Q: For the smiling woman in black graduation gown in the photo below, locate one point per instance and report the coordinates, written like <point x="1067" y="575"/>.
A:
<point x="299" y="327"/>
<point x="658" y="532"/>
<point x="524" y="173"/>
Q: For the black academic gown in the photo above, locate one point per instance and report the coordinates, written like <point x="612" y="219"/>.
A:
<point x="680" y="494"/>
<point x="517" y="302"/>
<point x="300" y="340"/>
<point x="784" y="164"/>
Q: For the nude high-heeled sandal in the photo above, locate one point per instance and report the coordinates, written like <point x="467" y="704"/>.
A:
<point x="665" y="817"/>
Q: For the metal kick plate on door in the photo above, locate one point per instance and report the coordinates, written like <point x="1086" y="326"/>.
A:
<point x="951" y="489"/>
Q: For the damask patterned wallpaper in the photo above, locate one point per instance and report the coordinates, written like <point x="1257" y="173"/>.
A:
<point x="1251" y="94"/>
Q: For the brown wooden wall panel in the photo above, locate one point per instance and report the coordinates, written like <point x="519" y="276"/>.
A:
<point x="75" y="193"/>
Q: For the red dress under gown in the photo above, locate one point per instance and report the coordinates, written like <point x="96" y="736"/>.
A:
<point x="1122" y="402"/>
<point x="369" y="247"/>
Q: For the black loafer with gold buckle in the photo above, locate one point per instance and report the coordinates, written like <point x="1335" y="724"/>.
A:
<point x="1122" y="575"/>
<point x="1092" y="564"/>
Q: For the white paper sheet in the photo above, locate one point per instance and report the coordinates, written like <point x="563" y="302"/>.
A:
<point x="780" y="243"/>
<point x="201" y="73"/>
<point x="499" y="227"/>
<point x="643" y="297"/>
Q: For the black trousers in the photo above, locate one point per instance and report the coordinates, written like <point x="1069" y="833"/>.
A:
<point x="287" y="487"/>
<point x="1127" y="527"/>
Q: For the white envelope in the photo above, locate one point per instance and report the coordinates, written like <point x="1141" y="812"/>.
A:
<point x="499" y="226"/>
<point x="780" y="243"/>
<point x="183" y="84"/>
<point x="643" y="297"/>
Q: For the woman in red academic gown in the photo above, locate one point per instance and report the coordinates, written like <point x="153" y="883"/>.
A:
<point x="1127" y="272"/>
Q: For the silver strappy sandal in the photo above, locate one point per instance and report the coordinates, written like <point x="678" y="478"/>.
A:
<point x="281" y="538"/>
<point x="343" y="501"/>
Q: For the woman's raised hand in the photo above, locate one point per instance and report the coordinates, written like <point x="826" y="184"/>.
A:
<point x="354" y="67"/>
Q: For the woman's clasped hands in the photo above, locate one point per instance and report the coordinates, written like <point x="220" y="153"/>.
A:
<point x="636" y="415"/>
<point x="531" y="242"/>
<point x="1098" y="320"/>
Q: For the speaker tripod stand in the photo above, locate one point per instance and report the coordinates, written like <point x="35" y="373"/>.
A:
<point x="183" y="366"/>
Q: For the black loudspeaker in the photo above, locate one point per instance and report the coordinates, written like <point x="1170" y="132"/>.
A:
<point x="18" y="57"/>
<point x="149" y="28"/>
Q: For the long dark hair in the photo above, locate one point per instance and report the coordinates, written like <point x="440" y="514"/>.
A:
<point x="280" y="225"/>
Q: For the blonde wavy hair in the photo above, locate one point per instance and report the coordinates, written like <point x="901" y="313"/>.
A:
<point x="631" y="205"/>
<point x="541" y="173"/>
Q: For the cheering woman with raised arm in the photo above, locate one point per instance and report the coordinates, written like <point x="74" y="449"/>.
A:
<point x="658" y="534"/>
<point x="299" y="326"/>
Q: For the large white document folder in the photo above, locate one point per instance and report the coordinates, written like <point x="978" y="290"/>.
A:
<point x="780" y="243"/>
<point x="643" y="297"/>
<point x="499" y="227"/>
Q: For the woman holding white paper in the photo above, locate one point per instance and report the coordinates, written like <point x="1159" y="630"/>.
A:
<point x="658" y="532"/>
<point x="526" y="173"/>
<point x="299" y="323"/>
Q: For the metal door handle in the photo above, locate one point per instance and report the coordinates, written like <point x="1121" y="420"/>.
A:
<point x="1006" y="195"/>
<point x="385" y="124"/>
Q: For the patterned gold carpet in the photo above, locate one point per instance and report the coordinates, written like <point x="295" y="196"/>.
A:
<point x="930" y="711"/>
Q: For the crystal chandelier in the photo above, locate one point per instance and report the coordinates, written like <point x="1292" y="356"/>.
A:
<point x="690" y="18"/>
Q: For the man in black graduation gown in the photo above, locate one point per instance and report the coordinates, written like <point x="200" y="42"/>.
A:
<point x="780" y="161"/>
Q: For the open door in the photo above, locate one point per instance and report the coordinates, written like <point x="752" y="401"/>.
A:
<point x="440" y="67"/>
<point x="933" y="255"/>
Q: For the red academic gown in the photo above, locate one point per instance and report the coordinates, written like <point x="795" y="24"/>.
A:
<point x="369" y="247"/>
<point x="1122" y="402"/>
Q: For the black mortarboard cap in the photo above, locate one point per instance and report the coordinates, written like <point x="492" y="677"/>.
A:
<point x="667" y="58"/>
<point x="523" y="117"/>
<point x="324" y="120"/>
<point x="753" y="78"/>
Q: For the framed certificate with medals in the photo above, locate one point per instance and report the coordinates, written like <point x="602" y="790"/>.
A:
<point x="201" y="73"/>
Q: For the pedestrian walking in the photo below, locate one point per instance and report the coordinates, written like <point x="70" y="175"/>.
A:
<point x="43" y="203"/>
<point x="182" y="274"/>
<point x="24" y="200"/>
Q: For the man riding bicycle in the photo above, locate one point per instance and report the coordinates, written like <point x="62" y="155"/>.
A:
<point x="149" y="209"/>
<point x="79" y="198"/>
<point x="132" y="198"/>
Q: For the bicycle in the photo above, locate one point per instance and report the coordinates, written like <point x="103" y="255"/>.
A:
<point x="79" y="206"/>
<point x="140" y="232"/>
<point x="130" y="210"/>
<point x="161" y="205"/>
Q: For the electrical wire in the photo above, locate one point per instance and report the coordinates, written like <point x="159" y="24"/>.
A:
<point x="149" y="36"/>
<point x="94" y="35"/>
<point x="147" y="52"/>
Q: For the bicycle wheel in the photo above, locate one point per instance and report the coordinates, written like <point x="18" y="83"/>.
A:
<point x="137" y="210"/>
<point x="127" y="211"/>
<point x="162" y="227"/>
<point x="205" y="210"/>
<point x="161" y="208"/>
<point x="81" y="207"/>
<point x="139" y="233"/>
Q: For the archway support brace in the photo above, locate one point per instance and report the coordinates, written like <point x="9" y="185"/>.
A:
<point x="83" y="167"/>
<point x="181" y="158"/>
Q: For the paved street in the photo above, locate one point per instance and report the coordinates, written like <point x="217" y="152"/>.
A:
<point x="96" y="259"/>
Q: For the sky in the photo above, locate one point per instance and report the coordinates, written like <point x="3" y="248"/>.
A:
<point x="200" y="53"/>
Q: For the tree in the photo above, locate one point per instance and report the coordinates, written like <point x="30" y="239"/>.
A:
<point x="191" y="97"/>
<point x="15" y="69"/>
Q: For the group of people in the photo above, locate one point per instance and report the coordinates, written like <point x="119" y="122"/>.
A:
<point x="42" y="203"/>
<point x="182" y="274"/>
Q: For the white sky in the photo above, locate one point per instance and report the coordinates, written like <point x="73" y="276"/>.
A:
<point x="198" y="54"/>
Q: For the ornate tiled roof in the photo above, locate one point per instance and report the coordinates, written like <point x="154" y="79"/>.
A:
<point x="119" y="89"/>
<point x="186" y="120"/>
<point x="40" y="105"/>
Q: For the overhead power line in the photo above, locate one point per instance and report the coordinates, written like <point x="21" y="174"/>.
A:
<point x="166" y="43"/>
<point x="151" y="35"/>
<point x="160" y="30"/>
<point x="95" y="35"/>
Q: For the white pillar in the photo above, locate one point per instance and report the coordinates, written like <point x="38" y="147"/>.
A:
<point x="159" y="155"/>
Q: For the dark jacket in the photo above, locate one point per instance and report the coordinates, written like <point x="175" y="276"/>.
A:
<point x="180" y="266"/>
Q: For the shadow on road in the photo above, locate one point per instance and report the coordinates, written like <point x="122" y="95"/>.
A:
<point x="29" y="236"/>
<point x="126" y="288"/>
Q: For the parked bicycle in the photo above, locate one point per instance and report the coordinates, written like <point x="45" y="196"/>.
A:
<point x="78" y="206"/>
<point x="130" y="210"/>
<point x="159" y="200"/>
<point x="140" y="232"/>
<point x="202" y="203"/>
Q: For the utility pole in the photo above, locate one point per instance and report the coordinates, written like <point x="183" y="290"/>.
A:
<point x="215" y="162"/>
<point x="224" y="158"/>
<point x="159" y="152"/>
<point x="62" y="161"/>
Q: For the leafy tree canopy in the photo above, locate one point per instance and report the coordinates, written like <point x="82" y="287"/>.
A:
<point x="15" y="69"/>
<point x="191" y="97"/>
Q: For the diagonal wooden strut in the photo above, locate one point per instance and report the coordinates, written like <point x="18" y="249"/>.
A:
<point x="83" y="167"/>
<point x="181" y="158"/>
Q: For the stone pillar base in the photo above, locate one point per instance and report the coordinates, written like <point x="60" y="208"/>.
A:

* * * *

> _What the exercise asks_
Exact repetition is required for the lines from the one that contains "Q: For the white sky" through the final line; leave out everything else.

> _Answer to this task_
Q: For the white sky in the photo above, locate one point per instance and report the coordinates, written like <point x="73" y="276"/>.
A:
<point x="198" y="54"/>
Q: For the ornate tiled roof in the photo above, locate one point per instance and report the coordinates, written like <point x="154" y="79"/>.
A:
<point x="119" y="89"/>
<point x="186" y="120"/>
<point x="40" y="105"/>
Q: For the overhead power line in the photo above, locate one point per instance and report the coordinates, written like <point x="21" y="174"/>.
A:
<point x="166" y="43"/>
<point x="151" y="35"/>
<point x="160" y="30"/>
<point x="95" y="35"/>
Q: For the white pillar in the photo above, locate one point per instance and report the coordinates, written like <point x="38" y="147"/>.
A:
<point x="159" y="155"/>
Q: For the dark jacket in the photo above, locate one point per instance and report the coordinates, written like <point x="175" y="276"/>.
A:
<point x="180" y="266"/>
Q: For the shadow on road in the photo above, locate one point per instance and report the coordinates, written like <point x="122" y="95"/>.
A:
<point x="29" y="236"/>
<point x="126" y="288"/>
Q: For the parked bicycle in the photo above, locate one point per instance and report the coordinates, written like <point x="45" y="196"/>.
A:
<point x="78" y="206"/>
<point x="130" y="210"/>
<point x="159" y="200"/>
<point x="140" y="232"/>
<point x="202" y="203"/>
Q: For the utility pole in the photo above, locate one point per instance and report the coordinates, written like <point x="183" y="290"/>.
A:
<point x="215" y="162"/>
<point x="224" y="158"/>
<point x="159" y="152"/>
<point x="62" y="161"/>
Q: For the leafy tree canopy in the photo above, locate one point per instance and report the coordinates, written like <point x="82" y="287"/>.
A:
<point x="15" y="69"/>
<point x="191" y="97"/>
Q: For the diagonal wooden strut in the photo above, locate one point per instance and report the coordinates, written like <point x="18" y="249"/>.
A:
<point x="83" y="167"/>
<point x="181" y="158"/>
Q: For the stone pillar base in the photo above, locate one point per instance and report the coordinates, written like <point x="60" y="208"/>.
A:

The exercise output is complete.